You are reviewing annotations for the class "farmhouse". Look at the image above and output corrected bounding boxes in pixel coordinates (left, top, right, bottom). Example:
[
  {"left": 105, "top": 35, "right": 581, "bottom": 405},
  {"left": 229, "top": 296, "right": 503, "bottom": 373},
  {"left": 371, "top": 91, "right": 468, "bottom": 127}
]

========================================================================

Convert the listing above into a JSON list of strings, one string per line, leaving out any blank lines.

▶ **Result of the exercise**:
[
  "You are reviewing annotations for the class \"farmhouse\". Look at the image above and output corrected bounding boxes in pixel coordinates (left, top, right, bottom). Example:",
  "[",
  "  {\"left\": 105, \"top\": 35, \"right\": 581, \"bottom\": 405},",
  "  {\"left\": 229, \"top\": 296, \"right\": 503, \"bottom\": 373},",
  "  {\"left\": 371, \"top\": 91, \"right\": 468, \"bottom\": 127}",
  "]"
]